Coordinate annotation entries
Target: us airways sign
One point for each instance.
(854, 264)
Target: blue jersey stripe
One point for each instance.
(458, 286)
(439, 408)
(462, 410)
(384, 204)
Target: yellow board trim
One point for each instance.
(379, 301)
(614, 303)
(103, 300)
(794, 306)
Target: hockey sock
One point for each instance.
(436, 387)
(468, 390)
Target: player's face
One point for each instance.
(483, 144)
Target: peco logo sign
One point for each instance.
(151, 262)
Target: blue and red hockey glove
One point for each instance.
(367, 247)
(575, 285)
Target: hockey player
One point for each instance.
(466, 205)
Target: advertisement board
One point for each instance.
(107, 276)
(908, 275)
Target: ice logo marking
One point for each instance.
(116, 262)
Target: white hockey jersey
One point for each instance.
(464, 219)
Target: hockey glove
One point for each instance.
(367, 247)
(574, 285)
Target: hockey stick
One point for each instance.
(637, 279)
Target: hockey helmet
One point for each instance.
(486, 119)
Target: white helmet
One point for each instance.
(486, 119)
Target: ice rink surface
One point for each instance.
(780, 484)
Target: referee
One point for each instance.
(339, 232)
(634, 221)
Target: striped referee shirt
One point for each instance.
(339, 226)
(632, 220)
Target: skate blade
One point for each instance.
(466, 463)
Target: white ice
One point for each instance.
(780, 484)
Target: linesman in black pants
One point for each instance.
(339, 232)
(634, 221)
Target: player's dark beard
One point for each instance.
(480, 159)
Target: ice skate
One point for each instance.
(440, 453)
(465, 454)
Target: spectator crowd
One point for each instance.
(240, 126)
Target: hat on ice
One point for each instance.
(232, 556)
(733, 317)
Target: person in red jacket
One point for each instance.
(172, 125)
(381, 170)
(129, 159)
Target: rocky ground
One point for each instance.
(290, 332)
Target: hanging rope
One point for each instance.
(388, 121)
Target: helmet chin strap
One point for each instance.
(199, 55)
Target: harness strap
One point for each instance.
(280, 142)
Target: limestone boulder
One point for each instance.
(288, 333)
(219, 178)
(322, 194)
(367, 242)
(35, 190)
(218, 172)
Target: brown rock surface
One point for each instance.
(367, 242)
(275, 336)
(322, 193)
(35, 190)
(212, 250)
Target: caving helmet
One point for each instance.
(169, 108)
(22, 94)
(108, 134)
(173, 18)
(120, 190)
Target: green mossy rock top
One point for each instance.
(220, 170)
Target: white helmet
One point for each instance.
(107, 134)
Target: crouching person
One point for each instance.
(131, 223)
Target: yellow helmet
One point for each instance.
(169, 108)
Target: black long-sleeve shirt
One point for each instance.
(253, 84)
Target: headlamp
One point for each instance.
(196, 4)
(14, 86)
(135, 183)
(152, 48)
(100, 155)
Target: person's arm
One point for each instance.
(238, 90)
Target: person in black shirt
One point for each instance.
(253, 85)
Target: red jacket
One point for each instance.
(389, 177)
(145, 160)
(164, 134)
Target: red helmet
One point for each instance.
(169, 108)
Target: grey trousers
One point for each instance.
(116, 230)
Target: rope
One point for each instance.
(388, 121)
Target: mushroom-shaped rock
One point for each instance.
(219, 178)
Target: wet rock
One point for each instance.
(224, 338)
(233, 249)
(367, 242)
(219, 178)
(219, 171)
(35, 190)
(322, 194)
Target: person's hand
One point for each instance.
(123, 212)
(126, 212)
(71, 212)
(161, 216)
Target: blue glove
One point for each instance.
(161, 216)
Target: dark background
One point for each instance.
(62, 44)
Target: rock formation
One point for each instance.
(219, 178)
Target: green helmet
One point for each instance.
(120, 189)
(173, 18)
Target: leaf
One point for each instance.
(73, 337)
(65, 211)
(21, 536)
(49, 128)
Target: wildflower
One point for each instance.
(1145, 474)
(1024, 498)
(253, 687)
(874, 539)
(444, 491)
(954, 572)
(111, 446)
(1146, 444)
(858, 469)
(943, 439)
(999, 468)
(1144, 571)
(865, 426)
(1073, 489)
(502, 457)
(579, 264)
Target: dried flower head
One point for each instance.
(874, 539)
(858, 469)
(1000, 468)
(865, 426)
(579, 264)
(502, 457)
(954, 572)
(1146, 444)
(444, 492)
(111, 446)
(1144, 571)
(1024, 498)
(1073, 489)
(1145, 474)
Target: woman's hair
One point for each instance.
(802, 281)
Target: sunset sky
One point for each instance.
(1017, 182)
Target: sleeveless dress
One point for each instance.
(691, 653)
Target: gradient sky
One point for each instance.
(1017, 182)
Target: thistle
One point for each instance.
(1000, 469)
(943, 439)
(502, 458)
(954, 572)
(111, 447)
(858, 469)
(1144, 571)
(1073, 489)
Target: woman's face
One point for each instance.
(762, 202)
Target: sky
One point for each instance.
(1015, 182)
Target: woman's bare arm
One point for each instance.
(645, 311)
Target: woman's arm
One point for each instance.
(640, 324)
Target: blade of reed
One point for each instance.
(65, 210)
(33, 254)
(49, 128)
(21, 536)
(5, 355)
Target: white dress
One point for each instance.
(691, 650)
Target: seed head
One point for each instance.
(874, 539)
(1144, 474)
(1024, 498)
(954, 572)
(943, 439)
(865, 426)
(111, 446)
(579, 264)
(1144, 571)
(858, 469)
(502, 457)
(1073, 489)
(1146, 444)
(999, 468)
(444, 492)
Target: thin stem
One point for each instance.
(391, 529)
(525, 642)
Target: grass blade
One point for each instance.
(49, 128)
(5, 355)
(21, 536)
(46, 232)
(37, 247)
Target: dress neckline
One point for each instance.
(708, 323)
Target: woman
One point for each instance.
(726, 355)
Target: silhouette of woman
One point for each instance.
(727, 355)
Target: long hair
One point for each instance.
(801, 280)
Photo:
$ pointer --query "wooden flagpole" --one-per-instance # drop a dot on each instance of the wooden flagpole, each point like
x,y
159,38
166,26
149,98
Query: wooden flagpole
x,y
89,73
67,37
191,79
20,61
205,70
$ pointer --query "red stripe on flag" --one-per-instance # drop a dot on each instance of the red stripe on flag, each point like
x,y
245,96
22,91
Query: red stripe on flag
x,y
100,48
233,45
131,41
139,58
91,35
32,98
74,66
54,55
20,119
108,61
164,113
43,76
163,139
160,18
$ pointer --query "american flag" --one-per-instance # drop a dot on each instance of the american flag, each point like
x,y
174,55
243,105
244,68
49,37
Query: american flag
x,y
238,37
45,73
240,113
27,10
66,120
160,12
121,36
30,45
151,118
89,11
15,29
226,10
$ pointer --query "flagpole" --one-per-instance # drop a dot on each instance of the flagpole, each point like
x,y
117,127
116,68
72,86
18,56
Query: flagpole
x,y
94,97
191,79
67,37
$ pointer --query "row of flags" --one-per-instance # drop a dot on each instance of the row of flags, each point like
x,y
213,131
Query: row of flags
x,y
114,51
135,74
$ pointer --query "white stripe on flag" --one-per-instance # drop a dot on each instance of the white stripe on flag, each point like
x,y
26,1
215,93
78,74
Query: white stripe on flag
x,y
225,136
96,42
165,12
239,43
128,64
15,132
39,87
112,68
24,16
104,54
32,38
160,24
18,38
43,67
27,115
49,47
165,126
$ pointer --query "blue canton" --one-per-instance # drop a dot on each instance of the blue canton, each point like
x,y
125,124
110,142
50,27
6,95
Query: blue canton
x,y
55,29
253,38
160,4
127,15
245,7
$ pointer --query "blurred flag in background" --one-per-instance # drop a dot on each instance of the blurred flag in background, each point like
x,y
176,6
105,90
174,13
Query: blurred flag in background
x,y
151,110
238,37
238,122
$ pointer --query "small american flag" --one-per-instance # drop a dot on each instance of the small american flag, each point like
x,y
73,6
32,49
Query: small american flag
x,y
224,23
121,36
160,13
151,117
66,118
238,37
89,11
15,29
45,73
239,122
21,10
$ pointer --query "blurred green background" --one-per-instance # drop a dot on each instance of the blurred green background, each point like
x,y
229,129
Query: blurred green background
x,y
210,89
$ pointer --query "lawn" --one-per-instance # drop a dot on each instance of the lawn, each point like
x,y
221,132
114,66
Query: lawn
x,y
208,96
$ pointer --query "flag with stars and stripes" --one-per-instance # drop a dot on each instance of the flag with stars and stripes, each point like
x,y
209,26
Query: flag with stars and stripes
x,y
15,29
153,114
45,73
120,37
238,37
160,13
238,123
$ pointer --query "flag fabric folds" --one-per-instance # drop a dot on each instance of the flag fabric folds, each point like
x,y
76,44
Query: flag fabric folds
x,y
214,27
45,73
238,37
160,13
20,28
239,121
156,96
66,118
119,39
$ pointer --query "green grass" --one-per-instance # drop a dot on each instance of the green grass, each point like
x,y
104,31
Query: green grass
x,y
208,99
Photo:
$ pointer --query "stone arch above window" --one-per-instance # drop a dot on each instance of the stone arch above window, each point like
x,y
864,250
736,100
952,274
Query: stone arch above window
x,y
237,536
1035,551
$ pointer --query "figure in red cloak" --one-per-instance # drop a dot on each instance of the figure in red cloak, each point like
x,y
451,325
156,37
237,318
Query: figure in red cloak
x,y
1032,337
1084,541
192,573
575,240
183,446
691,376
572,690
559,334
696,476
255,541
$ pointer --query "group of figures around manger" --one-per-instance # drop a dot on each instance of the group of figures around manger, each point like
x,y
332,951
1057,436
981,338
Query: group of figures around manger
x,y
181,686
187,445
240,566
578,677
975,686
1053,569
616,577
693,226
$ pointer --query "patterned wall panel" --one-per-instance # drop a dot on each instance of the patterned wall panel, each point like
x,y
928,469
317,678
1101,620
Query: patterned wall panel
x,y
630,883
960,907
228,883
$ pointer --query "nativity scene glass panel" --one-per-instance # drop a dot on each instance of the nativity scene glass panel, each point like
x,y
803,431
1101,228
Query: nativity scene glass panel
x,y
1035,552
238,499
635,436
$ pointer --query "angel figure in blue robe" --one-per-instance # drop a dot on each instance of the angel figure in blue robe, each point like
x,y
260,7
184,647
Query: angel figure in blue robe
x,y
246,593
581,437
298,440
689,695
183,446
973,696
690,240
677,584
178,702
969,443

_Stated goal_
Rewrite every line of the entries, starting with the line containing "glass panel, each point like" and going on through the last line of the entries, both included. Adjust each coordinate in the answers by -21.

_Written response_
$ pointer --query "nativity scene glass panel" --one-per-instance # drop a dot on each instance of the nativity scene glass panel, each point like
x,y
803,431
1101,228
Query: nativity scene glass panel
x,y
1014,531
217,478
614,415
$ pointer --query "angel figure in blue robe" --one-per-instance # drop a dot on each instance of the angel figure in blue robe, each point like
x,y
260,7
184,647
Query: angel figure in blue robe
x,y
225,572
560,416
277,419
668,674
162,425
952,675
669,219
656,563
157,681
948,422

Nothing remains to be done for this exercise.